◆ **Try it**: Please write the following entries out once more, exactly.

(Items listed in a dataset)
▼▼▼

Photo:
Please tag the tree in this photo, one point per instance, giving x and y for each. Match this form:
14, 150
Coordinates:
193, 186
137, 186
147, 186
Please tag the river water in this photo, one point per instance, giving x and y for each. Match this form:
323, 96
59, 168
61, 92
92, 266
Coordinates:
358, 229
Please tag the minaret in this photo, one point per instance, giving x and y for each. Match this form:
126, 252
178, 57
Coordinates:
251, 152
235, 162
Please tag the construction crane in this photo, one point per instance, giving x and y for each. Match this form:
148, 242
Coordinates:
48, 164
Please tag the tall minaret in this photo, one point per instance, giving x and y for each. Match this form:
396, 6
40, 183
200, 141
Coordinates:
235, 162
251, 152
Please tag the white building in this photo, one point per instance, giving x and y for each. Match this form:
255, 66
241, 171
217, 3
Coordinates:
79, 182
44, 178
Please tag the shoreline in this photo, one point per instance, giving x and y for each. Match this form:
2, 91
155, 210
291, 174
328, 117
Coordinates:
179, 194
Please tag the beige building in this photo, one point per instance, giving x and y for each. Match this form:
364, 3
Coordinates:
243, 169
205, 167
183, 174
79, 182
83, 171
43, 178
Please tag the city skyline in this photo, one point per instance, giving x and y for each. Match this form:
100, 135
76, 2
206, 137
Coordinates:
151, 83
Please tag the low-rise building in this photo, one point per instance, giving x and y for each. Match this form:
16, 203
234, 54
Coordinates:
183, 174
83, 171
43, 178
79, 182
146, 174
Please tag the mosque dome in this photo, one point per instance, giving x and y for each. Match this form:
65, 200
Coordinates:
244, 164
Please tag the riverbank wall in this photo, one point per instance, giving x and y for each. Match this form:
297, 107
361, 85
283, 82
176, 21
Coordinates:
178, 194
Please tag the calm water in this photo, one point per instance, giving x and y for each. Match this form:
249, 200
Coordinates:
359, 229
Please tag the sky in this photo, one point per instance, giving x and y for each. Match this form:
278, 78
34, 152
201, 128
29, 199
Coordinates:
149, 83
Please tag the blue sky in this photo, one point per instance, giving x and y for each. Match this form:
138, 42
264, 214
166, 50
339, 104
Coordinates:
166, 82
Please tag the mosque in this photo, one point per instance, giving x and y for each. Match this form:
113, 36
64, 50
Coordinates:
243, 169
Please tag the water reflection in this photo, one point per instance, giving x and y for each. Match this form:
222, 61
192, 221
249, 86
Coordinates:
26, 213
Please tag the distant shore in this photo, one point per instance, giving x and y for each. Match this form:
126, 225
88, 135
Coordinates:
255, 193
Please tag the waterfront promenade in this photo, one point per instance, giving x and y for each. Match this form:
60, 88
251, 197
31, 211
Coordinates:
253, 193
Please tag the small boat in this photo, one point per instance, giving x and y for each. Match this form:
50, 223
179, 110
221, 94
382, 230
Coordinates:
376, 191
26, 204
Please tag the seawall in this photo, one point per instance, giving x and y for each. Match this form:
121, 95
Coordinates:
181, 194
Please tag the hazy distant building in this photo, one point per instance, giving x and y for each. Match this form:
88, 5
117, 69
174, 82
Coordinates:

▲▲▲

◆ **Solution to this task**:
Photo:
Please tag the tree in this photo, one point per instance, giving x and y for each. Match this form:
14, 150
Coordinates:
193, 186
137, 186
147, 186
Please tag the river water in this photo, one point per instance, giving x and y for each. Match this form:
323, 96
59, 168
61, 92
92, 266
Coordinates:
358, 229
Please tag the minaret in this photo, one point per instance, giving x and y for each. Match this form:
126, 252
178, 57
Coordinates:
251, 152
235, 162
Please tag the construction crane in this photo, one point per instance, giving x and y for each. Match this form:
148, 242
Coordinates:
48, 164
Please tag the tall minaret in this photo, one point per instance, giving x and y for each. Match this form:
396, 6
40, 183
200, 141
Coordinates:
235, 162
251, 152
Please tag the white building in this photo, one point per instance, giving x and y for each. Match this form:
255, 66
241, 171
217, 3
Coordinates:
79, 182
44, 178
Please tag the shoreline in this photo, one point per instance, giving x and y for each. Match this form:
2, 91
155, 210
291, 174
328, 117
Coordinates:
179, 194
Please tag the beige building in this photo, one point per instance, giving x and y for each. Match this form:
364, 3
Coordinates:
243, 169
205, 167
183, 174
79, 182
83, 171
43, 178
Please tag the city skyline in this photo, one point per instance, giving x and y for each. Match this form:
100, 135
76, 2
206, 137
Coordinates:
151, 83
Please tag the low-rise building in this photo, one point per instance, giving x and y for each. Match this form:
16, 203
234, 54
Coordinates:
183, 174
83, 171
43, 178
79, 182
146, 174
Please tag the mosque dome in this photo, one point per instance, giving x and y for each. Match this form:
65, 200
Coordinates:
244, 164
Please tag the riverbank wall in this photo, one point per instance, giving x and y for each. Match this form:
297, 107
361, 85
283, 82
176, 21
Coordinates:
178, 194
Please tag the calm water in this photo, one point per instance, giving x and y for each. Match this form:
249, 200
Coordinates:
359, 229
Please tag the sky in this photo, one point per instance, giving x and y for each. Match this form:
278, 78
34, 152
201, 128
29, 199
Coordinates:
149, 83
Please tag the blue sky in this photo, one point per instance, giving x and y for each. Match this form:
138, 42
264, 214
166, 50
339, 104
Coordinates:
166, 82
Please tag the mosque in this photo, one point per instance, giving x and y for each. Match this form:
113, 36
64, 50
Coordinates:
243, 169
Please tag the water reflection in this photo, one point per instance, giving x and y for each. Match this form:
222, 61
192, 221
249, 86
Coordinates:
26, 213
Please tag the distant shore in this photo, one point per instance, giving x and y for each. Match this form:
126, 225
88, 135
Coordinates:
255, 193
Please tag the waterfront promenade in this photo, one point per instance, giving x and y for each. Match this form:
60, 88
251, 197
31, 211
Coordinates:
253, 193
Please tag the small boat in this photo, one point per instance, giving x and y for each. Match this form:
50, 223
179, 110
221, 94
382, 230
Coordinates:
376, 191
26, 204
Please tag the seawall in this photo, one point per instance, giving x and y for each. Match this form:
121, 95
Coordinates:
181, 194
Please tag the hazy distant building in this photo, one point per instance, giving x and y for each. Match this form:
88, 5
117, 69
174, 82
Coordinates:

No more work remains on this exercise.